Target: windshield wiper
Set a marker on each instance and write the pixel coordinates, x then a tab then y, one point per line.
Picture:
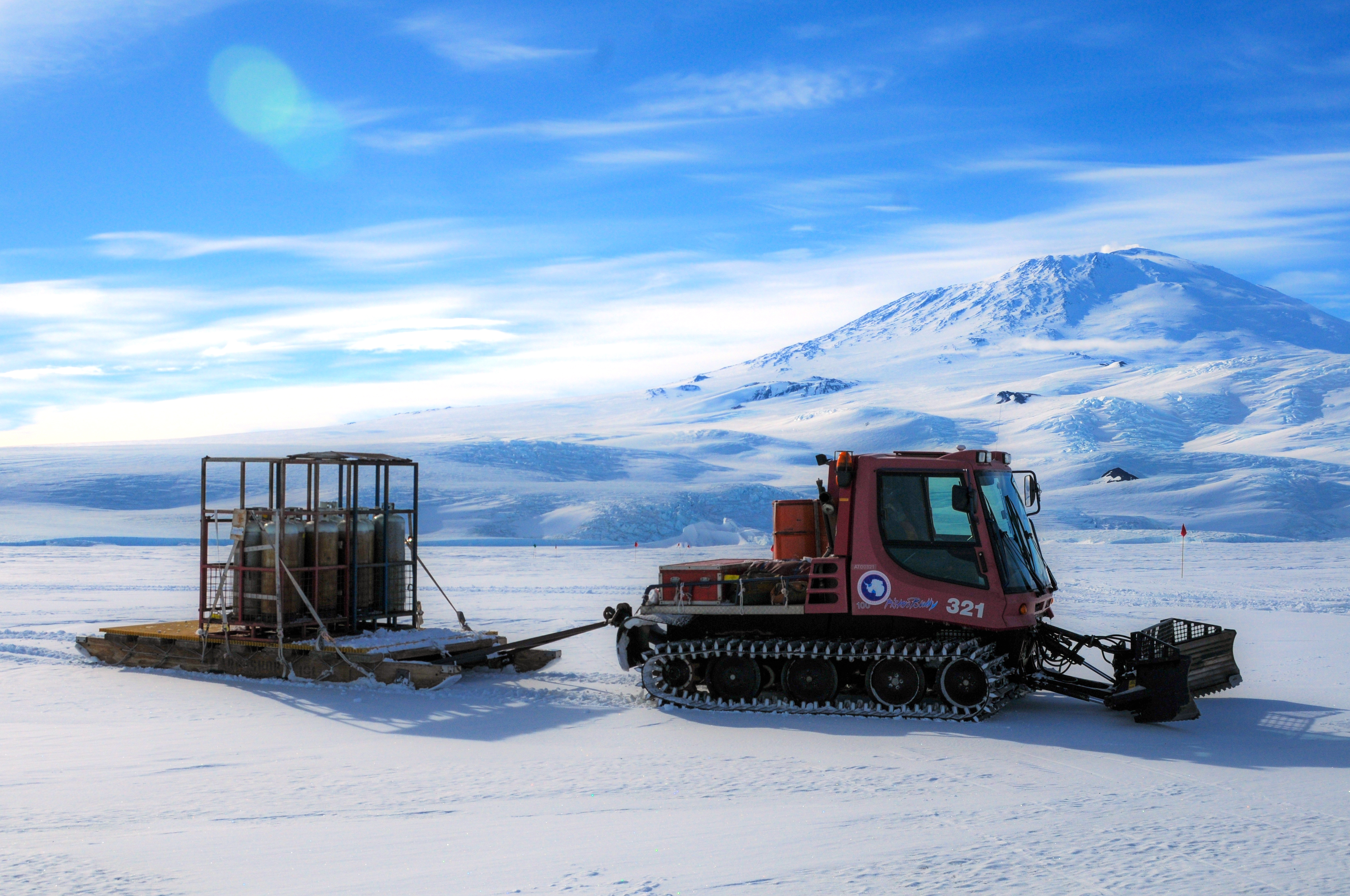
1024	548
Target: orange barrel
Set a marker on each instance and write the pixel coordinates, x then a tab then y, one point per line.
797	532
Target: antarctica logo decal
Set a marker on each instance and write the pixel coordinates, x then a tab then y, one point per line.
874	587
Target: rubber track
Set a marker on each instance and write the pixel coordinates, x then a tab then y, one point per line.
1002	689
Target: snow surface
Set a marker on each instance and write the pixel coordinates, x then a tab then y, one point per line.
1229	400
567	781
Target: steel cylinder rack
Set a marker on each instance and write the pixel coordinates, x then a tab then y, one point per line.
346	555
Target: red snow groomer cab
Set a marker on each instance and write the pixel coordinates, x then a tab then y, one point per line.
913	586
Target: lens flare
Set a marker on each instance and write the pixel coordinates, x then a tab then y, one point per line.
261	96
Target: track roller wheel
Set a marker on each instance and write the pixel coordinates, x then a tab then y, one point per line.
963	683
810	681
896	682
734	678
677	674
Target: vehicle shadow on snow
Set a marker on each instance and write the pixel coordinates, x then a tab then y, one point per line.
1232	732
484	706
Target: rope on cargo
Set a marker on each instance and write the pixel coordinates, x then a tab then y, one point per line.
464	624
323	629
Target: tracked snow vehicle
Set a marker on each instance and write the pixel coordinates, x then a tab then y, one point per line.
912	587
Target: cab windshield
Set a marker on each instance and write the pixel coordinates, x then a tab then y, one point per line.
1016	546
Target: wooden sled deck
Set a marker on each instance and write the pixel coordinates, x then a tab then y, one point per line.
176	645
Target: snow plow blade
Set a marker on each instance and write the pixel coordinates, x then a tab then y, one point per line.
1157	671
1209	648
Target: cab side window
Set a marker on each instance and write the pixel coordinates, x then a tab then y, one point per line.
924	532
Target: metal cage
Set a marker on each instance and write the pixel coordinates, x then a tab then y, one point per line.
350	560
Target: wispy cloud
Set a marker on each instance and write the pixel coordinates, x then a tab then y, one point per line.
56	37
673	102
426	141
308	358
477	47
754	92
47	373
399	245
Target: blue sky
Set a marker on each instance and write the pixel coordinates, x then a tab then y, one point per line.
331	211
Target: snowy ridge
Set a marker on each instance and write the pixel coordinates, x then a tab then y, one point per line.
1229	400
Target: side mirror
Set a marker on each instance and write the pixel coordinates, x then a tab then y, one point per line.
1030	493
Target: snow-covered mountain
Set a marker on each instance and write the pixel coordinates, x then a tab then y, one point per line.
1228	400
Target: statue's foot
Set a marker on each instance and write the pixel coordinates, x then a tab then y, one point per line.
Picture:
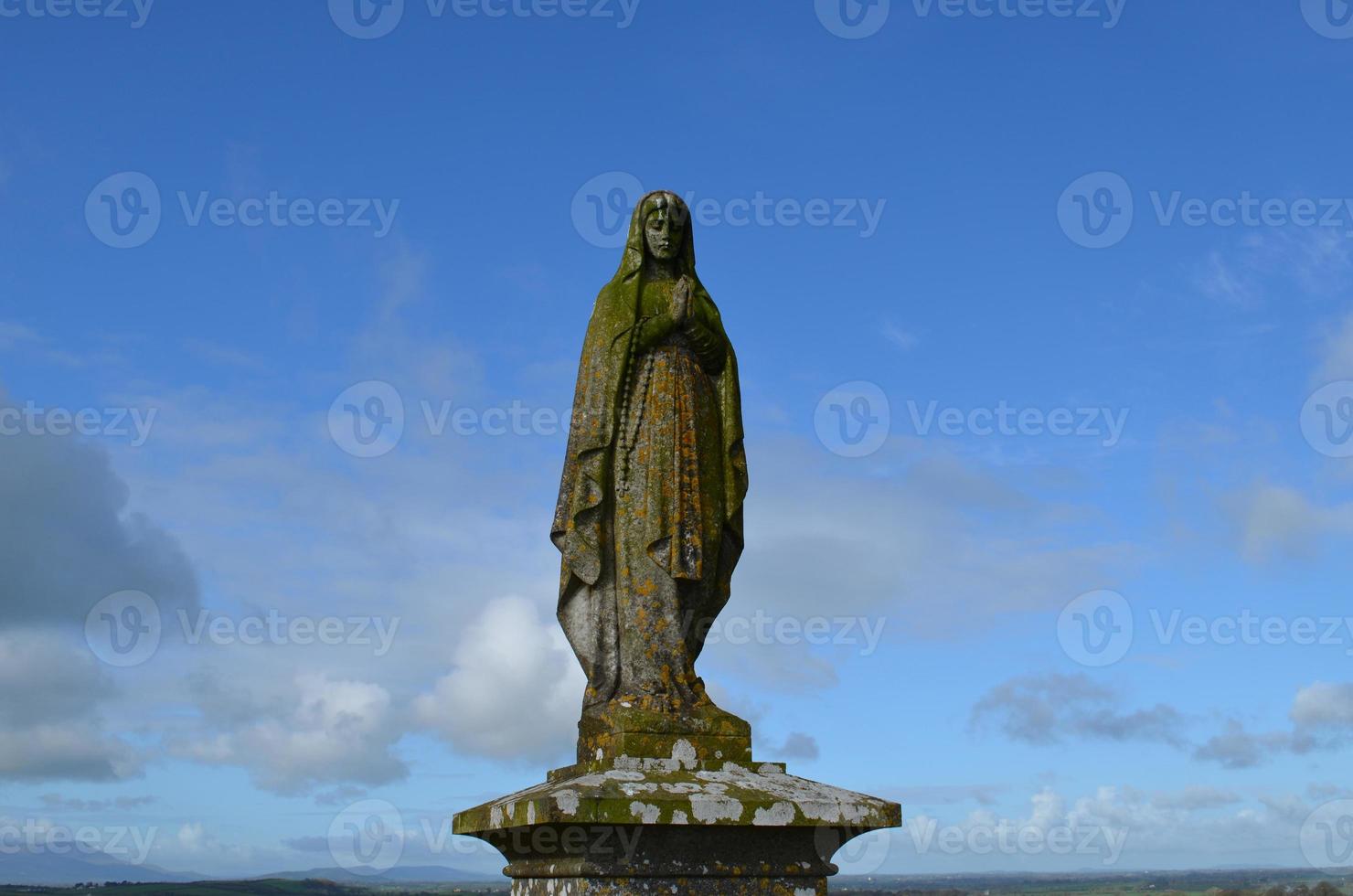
662	727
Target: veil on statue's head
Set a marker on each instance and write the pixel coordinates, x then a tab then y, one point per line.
636	245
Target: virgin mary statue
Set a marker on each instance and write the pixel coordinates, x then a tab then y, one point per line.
650	516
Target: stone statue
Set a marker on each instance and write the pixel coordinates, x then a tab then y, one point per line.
650	516
666	796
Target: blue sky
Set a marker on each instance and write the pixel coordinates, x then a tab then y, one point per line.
969	164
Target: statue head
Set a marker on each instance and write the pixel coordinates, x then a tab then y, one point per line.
659	231
665	225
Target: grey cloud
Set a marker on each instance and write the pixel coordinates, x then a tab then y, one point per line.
50	726
67	539
57	802
1045	709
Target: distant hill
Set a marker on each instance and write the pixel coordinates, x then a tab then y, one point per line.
64	870
400	875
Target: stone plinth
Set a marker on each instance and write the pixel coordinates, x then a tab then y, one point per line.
674	826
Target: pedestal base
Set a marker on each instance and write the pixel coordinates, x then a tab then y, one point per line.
670	885
648	826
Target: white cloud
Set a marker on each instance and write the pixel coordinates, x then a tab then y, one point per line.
1277	521
315	731
1324	706
516	690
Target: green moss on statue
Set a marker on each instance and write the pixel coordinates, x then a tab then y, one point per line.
651	501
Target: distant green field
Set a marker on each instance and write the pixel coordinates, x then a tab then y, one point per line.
1157	884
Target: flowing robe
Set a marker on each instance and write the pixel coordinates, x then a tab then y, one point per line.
651	499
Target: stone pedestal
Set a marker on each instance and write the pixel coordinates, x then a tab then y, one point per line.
681	825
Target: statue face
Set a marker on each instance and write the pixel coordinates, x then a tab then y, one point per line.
663	231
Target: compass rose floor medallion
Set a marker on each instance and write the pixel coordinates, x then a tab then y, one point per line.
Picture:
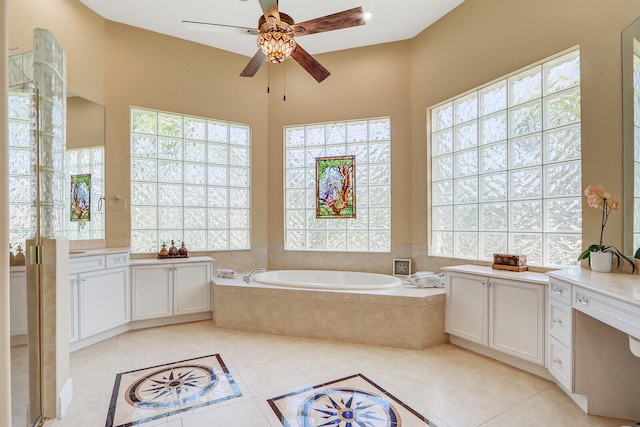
160	391
354	401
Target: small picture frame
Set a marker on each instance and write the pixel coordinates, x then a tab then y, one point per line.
401	267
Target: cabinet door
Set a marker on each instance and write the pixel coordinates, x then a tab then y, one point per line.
73	308
18	300
466	307
103	300
151	291
192	285
517	321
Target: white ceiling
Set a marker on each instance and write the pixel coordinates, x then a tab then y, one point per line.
391	20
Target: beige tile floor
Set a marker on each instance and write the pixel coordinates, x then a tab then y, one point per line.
449	385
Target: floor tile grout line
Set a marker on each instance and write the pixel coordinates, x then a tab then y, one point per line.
515	406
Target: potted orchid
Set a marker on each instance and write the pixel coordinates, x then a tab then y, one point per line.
599	255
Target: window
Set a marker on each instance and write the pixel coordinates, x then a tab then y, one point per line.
22	177
86	161
505	167
370	142
190	182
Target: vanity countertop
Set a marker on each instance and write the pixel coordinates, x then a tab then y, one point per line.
77	253
527	276
621	286
152	261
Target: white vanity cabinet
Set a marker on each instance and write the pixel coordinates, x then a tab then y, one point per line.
163	288
99	292
560	321
503	311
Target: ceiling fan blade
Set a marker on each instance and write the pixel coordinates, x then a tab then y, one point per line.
309	63
270	9
217	28
254	65
336	21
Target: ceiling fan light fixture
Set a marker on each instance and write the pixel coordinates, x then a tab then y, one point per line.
276	45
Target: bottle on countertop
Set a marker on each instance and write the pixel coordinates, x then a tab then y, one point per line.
163	251
19	256
183	251
173	251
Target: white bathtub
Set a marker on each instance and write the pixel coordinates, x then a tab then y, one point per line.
327	279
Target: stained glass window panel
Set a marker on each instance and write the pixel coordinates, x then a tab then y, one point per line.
369	142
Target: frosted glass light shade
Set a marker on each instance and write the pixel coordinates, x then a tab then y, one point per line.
276	45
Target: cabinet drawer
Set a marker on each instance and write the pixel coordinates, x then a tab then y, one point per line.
117	260
618	314
560	290
561	363
86	263
560	321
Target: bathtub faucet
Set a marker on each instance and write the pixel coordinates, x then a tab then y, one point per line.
247	276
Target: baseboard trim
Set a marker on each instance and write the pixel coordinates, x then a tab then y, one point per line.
65	397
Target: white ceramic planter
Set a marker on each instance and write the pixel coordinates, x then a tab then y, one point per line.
601	261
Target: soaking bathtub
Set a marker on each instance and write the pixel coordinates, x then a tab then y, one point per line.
353	307
327	279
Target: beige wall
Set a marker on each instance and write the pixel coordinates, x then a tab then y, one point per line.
479	41
5	339
145	69
79	31
85	123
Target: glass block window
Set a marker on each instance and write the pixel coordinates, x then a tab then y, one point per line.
505	167
190	182
370	142
22	182
86	161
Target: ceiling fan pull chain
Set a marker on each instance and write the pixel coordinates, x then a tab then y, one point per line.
268	77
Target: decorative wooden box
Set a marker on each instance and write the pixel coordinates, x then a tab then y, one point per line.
511	262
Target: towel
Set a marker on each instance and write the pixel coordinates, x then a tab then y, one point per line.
426	279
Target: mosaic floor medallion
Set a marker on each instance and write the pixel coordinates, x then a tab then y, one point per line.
160	391
354	401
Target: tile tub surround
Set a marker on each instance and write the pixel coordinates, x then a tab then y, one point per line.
404	317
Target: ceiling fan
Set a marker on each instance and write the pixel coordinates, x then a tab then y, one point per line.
276	32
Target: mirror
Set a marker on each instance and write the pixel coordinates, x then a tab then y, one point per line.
85	209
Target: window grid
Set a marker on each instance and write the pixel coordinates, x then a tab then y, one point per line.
82	161
636	150
505	167
190	182
370	142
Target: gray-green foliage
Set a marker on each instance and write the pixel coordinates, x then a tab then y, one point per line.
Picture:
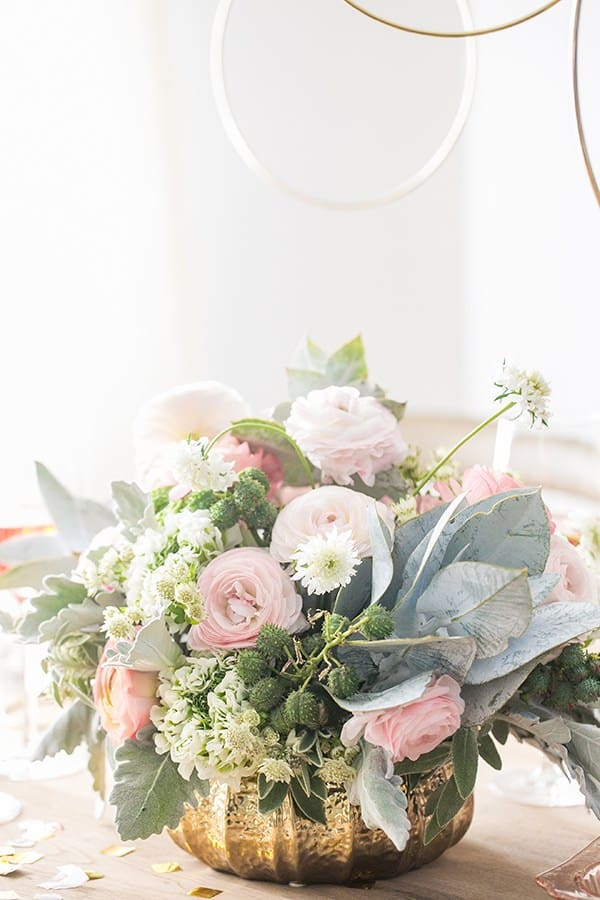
149	793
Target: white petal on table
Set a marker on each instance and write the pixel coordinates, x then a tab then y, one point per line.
66	877
10	808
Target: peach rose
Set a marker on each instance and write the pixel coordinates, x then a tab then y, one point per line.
244	589
123	698
242	457
415	728
318	511
344	434
576	582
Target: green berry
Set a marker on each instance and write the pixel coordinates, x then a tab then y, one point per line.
562	695
202	500
538	683
267	693
334	624
251	667
273	642
224	513
379	624
302	709
256	475
343	681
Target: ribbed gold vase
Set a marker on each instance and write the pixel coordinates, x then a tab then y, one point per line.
227	833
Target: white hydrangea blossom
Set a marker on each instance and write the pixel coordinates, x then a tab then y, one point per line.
326	561
206	723
195	468
529	389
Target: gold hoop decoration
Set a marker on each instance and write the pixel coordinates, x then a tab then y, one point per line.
578	114
248	156
477	32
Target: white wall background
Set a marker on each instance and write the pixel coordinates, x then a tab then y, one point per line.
139	251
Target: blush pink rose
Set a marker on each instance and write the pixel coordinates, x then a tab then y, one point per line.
123	698
244	589
415	728
576	583
321	510
243	457
344	434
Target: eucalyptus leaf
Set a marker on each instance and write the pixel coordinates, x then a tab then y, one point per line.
149	793
381	546
464	759
407	692
378	793
152	650
487	602
551	626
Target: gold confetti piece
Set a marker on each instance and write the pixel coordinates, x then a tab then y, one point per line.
164	868
204	892
118	850
21	859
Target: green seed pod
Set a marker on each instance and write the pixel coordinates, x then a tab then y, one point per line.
587	691
251	667
224	513
538	682
256	475
333	624
379	625
202	500
302	709
273	641
266	694
562	695
343	681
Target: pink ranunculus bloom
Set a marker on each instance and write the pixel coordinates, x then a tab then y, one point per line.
244	589
318	511
576	582
344	434
243	457
415	728
123	698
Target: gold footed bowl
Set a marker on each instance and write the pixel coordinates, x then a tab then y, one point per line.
227	833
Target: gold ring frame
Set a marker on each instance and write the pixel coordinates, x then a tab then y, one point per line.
578	114
249	157
478	32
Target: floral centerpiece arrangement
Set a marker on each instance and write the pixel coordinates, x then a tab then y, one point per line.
303	601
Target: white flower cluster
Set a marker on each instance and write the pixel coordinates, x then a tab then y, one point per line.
166	564
529	389
206	723
326	562
195	468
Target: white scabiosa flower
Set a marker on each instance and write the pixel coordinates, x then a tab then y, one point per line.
195	468
326	562
530	391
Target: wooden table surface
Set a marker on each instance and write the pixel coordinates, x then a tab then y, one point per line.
507	845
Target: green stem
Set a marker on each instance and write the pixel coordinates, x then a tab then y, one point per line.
268	426
442	462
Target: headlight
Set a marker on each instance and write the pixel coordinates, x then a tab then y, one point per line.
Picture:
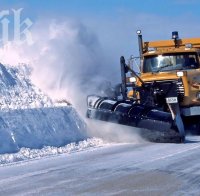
132	79
180	73
198	95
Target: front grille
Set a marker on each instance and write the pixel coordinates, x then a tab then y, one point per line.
180	90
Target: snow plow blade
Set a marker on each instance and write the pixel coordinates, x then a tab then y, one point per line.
155	125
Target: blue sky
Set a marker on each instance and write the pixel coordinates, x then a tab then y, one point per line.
109	24
85	8
115	21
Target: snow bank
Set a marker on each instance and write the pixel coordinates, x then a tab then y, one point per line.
29	118
27	154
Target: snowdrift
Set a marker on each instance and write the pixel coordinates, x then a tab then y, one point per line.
29	118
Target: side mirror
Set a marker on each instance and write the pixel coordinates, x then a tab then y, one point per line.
134	63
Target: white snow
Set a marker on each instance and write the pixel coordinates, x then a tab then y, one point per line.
26	154
29	118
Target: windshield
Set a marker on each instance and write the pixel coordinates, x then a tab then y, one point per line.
169	62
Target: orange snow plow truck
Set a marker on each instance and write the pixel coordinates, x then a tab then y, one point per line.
163	99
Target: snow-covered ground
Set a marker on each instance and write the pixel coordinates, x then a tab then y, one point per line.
45	150
115	169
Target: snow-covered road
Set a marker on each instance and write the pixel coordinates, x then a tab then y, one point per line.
115	169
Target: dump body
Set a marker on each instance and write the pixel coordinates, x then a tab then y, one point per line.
164	98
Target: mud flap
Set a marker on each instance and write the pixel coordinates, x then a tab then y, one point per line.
176	116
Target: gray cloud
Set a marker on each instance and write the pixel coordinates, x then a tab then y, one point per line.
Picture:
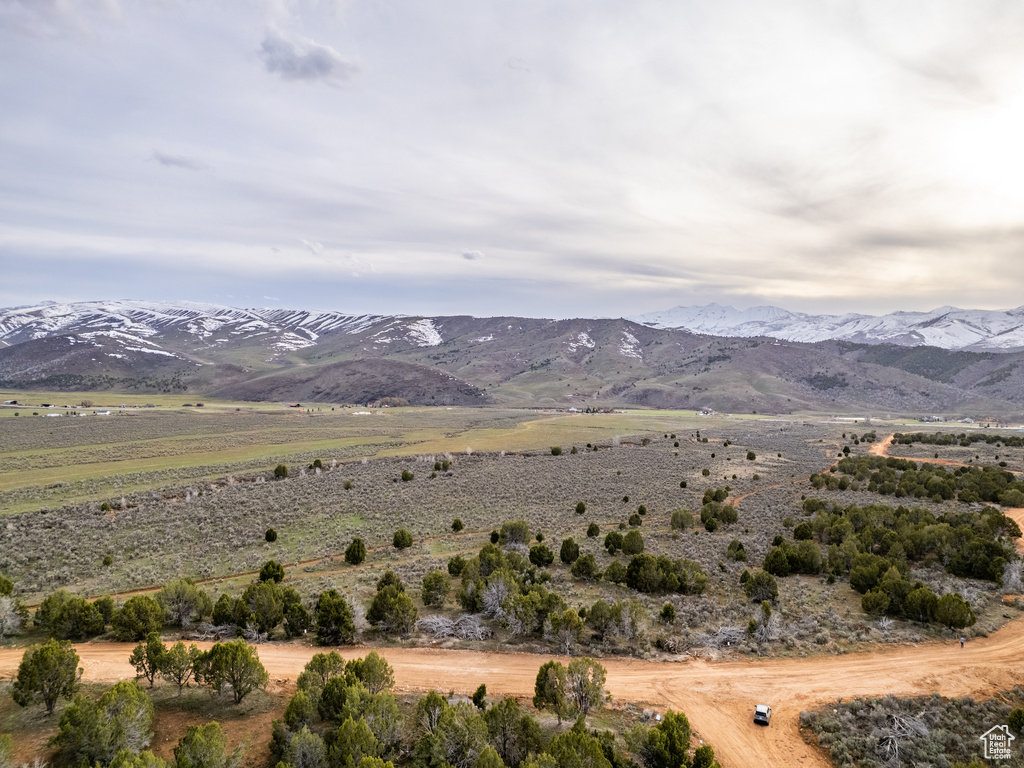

DIRECTION: Reproduce word for word the part of the material that runs from the line containing "Target: gray cloud" through the end of the material, with both ends included. Leave any pictures out of your answer.

RESULT OF THE TASK:
Target: gray cloud
Set a marker on each instance and write the pixel coordinates, x then a tab then y, one point per line.
Picture:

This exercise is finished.